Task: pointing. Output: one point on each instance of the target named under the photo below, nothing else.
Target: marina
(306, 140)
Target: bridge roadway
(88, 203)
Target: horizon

TASK ITEM: Write the material out again word for word.

SOLUTION FOR THIS PROBLEM:
Task: pointing. Output: one point on each instance of the target named under the photo below, nothing else.
Target: marina
(306, 140)
Target: bridge roadway
(88, 203)
Target: horizon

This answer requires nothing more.